### Work to do
Please report every line of the material below that contains the string "building", copying each such line in full.
====== Information shown ======
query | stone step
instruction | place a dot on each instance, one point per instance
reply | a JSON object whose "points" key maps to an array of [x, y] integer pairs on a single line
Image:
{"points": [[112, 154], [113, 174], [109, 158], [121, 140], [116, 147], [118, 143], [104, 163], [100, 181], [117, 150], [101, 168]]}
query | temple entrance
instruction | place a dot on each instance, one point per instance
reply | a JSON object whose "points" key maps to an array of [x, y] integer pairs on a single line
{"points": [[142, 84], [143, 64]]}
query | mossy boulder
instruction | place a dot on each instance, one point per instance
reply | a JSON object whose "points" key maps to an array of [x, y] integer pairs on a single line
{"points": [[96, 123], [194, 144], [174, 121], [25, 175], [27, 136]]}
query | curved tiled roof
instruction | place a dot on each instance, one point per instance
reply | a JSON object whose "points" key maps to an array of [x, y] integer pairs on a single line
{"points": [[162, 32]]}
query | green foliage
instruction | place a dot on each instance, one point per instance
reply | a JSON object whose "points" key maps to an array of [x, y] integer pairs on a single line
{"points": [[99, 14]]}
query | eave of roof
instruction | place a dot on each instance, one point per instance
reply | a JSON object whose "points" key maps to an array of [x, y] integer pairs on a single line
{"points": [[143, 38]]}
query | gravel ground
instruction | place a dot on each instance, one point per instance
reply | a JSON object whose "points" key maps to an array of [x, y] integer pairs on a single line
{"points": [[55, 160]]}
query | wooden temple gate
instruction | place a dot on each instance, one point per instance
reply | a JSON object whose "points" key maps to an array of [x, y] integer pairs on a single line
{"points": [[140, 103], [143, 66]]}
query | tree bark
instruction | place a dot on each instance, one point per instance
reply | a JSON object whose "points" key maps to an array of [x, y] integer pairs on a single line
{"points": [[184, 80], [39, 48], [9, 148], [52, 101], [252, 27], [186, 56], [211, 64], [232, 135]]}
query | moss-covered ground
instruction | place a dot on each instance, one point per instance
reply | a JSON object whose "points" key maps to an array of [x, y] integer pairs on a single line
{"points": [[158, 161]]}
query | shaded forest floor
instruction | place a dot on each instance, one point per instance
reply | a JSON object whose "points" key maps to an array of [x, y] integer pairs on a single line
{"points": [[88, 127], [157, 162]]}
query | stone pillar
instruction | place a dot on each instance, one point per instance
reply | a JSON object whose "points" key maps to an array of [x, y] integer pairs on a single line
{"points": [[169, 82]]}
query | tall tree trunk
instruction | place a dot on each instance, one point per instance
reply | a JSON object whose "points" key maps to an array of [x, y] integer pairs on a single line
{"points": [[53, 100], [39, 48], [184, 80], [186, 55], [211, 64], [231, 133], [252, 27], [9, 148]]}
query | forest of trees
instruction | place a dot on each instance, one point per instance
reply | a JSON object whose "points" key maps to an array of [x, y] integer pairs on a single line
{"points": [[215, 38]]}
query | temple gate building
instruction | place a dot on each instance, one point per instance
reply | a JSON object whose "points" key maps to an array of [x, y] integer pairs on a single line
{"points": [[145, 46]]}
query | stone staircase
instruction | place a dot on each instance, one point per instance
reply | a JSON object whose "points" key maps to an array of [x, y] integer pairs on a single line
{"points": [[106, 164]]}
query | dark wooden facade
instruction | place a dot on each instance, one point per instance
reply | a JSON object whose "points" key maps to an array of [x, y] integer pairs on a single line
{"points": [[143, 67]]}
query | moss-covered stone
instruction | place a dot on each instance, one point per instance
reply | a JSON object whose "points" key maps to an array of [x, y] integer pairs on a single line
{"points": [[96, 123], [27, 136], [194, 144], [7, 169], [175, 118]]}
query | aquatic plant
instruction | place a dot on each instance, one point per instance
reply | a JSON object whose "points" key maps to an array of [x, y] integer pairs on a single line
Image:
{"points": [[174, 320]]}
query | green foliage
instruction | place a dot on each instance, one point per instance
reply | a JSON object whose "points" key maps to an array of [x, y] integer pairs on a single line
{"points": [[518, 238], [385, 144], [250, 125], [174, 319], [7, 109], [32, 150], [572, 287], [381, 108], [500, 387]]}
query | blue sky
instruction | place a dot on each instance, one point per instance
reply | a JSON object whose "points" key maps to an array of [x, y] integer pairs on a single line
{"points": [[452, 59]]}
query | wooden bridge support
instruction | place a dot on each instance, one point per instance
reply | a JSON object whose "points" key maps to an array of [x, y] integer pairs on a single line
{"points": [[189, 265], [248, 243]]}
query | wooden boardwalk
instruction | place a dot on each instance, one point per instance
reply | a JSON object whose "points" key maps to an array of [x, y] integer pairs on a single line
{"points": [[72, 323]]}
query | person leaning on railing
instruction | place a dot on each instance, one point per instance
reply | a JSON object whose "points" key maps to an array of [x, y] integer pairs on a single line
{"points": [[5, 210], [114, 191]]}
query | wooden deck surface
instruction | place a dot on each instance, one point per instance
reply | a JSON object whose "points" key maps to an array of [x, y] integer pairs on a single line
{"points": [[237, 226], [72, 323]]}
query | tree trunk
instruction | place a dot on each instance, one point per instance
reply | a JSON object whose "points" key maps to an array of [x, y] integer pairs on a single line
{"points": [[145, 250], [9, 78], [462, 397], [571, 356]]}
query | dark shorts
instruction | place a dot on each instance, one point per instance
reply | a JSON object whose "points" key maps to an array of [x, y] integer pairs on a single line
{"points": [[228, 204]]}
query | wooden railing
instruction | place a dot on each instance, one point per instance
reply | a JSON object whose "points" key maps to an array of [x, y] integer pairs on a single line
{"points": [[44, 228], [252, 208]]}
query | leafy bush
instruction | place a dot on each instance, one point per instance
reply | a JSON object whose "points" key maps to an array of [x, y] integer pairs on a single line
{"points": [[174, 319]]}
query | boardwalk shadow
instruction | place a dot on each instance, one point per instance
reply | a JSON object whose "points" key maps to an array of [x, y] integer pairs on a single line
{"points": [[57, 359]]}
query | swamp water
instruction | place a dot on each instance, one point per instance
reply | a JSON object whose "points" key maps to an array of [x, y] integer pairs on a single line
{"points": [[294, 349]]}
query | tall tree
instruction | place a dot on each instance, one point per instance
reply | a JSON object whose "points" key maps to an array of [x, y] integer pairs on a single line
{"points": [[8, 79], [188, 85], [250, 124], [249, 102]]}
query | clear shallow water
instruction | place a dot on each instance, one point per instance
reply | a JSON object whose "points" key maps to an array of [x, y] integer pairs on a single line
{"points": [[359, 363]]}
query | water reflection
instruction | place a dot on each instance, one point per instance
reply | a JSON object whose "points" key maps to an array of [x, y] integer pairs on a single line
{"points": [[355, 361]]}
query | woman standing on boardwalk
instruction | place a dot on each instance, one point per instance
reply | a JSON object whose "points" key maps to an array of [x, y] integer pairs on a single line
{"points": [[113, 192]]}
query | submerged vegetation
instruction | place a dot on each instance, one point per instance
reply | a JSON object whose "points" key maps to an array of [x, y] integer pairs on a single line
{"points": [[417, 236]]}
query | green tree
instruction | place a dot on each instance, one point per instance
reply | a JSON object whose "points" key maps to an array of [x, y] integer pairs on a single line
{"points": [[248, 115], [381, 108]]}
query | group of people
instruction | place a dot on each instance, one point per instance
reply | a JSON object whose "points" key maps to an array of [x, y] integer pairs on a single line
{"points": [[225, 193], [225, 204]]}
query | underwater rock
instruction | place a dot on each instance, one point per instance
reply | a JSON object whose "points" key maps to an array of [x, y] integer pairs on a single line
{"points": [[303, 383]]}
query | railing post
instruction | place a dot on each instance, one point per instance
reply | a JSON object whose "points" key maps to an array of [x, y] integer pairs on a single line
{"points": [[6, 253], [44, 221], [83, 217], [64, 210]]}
======
====== Information shown ======
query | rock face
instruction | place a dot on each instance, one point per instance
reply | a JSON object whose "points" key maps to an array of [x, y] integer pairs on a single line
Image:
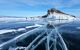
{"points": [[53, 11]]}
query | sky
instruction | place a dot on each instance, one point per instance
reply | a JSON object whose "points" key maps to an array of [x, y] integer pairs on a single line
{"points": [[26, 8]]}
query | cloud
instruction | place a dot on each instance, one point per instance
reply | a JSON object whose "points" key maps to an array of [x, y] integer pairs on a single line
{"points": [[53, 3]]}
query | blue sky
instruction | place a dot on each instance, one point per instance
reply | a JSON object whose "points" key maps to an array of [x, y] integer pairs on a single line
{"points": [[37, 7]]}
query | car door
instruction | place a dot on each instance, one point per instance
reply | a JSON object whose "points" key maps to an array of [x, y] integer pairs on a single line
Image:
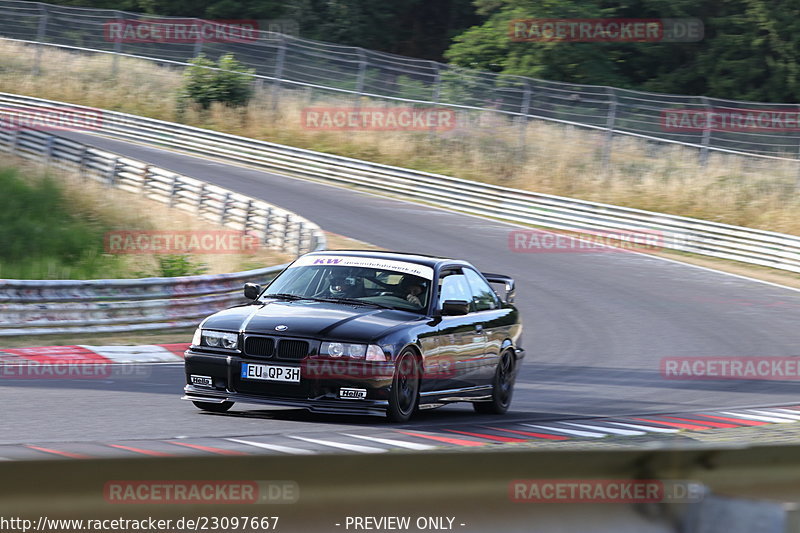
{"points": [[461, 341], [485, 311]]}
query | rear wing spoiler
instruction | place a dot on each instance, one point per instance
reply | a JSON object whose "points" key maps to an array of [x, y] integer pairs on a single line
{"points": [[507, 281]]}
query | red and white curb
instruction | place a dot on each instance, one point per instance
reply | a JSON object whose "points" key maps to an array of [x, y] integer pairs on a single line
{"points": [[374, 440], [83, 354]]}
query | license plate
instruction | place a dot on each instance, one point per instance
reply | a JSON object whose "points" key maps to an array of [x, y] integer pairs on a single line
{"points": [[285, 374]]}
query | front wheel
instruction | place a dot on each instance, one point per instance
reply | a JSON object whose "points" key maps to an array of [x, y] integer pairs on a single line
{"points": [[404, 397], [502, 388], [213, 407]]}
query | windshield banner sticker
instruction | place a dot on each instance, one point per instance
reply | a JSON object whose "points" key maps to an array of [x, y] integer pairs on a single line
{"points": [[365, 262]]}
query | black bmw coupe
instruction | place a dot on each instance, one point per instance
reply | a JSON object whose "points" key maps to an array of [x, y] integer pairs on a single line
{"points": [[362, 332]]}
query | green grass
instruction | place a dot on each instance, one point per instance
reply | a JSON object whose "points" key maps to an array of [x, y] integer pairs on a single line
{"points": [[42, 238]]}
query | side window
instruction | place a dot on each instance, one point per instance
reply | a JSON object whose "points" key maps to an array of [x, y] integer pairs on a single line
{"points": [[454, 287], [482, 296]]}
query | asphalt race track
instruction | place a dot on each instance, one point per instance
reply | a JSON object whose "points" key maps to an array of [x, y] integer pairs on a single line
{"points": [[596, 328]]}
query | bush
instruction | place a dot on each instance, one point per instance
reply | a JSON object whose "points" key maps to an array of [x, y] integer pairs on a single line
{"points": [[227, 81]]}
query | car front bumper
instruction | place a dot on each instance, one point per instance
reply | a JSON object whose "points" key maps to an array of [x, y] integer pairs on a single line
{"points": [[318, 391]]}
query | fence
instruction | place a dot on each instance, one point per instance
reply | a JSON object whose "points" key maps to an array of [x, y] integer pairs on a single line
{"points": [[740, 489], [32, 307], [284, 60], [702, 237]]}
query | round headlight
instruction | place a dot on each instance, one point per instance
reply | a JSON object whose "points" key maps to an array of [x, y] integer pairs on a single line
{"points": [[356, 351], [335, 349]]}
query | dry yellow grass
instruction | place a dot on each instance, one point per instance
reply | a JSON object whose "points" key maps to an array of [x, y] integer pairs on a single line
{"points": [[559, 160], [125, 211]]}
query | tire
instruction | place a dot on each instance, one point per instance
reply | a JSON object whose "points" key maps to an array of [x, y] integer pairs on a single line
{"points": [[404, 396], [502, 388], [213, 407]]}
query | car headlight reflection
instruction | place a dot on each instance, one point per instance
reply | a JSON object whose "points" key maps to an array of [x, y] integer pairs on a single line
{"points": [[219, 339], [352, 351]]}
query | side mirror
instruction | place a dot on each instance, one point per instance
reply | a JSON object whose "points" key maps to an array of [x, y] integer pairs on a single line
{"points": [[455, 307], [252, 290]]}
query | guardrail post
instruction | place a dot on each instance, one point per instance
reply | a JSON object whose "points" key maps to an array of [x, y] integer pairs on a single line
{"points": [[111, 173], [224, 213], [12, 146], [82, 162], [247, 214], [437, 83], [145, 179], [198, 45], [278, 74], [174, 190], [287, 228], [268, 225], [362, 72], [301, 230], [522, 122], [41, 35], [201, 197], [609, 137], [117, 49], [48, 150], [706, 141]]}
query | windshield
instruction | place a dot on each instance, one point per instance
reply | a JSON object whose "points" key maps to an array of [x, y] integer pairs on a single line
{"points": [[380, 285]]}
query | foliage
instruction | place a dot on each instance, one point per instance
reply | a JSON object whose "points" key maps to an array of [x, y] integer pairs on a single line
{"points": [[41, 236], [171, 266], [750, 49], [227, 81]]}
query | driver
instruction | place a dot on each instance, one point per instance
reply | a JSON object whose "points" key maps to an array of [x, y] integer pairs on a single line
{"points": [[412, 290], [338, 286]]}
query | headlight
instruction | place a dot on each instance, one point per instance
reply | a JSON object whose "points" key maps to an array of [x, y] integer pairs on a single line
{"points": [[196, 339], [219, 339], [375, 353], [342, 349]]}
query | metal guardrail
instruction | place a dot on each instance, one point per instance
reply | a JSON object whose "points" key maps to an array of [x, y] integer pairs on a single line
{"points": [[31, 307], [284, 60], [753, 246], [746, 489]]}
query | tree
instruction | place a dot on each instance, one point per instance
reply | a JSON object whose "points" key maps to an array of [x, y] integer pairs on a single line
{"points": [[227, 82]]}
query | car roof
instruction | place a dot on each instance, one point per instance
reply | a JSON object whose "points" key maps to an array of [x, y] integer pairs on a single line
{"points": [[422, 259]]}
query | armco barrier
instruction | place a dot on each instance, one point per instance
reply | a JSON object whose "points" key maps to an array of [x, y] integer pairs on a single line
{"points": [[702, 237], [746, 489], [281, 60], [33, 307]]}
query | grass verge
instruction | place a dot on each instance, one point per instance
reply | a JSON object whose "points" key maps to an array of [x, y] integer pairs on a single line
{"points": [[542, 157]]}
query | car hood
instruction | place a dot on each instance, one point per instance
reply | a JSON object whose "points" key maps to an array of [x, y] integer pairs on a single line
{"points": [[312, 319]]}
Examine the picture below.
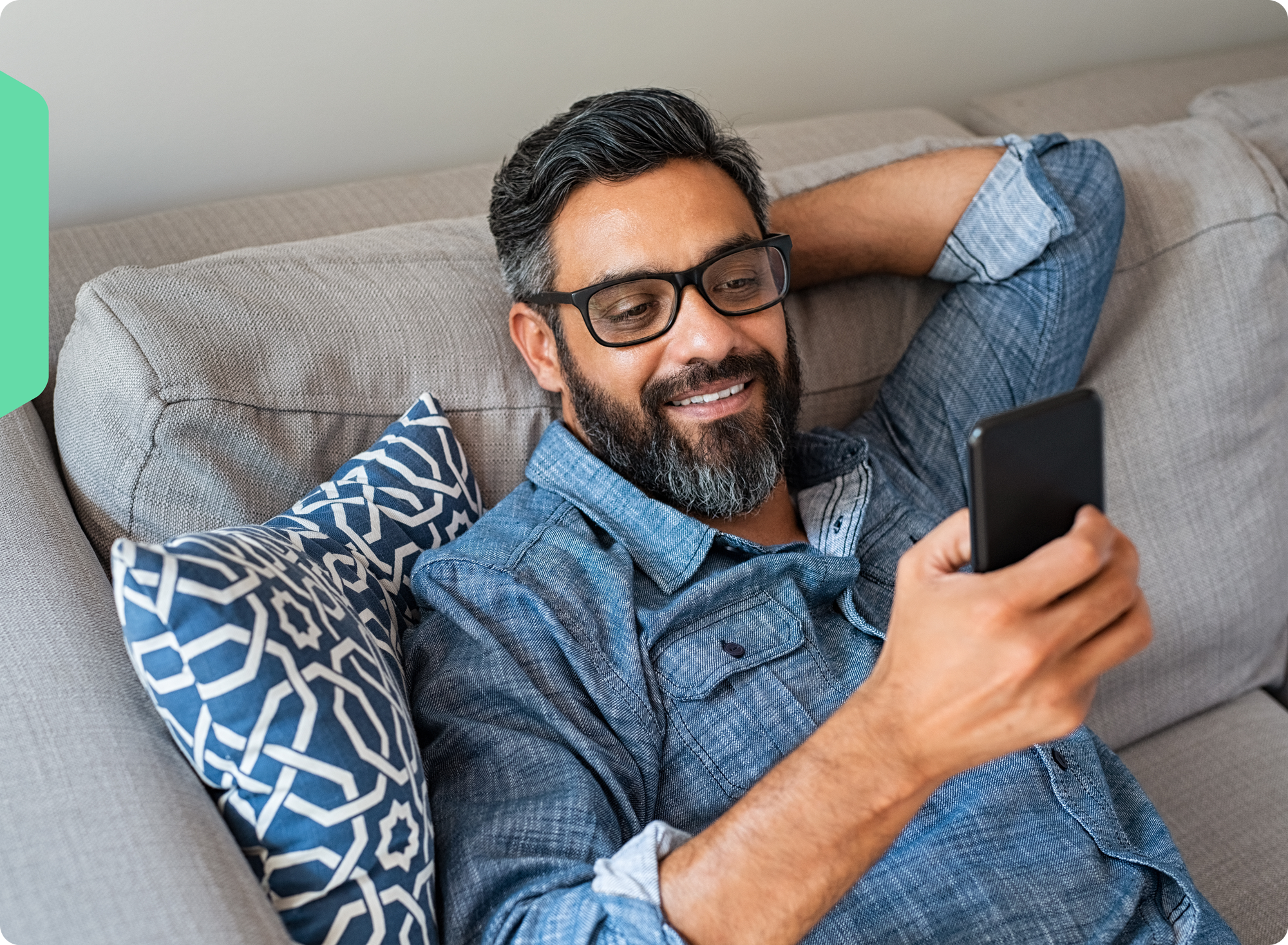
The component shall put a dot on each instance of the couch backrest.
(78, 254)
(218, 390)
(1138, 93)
======
====== Information shown ======
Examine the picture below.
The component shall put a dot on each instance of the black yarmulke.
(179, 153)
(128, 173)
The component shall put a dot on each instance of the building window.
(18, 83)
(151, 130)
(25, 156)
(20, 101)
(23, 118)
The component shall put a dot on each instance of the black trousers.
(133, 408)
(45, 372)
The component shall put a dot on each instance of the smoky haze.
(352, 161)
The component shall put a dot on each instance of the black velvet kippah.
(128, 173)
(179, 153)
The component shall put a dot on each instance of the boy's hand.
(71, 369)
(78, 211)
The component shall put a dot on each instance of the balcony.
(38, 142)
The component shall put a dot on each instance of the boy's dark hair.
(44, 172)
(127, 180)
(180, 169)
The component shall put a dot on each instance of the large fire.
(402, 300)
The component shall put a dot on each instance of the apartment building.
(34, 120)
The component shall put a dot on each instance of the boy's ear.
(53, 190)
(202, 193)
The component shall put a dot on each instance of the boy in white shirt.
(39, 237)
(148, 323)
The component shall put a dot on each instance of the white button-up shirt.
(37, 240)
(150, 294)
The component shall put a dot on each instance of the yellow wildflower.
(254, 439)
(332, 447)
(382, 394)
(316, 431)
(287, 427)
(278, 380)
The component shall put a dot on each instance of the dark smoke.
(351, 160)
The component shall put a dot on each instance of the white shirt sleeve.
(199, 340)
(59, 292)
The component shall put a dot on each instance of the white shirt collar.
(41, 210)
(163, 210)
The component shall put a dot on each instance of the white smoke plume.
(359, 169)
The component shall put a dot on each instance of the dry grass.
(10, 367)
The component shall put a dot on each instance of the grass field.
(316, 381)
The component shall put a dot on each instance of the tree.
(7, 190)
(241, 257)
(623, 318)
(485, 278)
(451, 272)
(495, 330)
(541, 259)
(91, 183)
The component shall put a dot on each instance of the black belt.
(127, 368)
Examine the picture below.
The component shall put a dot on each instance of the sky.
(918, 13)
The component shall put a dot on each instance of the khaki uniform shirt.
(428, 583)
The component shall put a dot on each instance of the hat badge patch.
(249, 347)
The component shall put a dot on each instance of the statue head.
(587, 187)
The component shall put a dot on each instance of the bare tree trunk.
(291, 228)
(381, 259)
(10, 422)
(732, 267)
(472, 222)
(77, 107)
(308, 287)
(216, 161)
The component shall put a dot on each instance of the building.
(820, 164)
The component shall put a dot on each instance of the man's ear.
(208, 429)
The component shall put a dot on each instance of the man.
======
### Right answer
query | temple gate building
The component shall put a dot on each instance of the building window.
The component shall put a dot on each instance of the apartment building.
The component shall put a dot on each instance of the building.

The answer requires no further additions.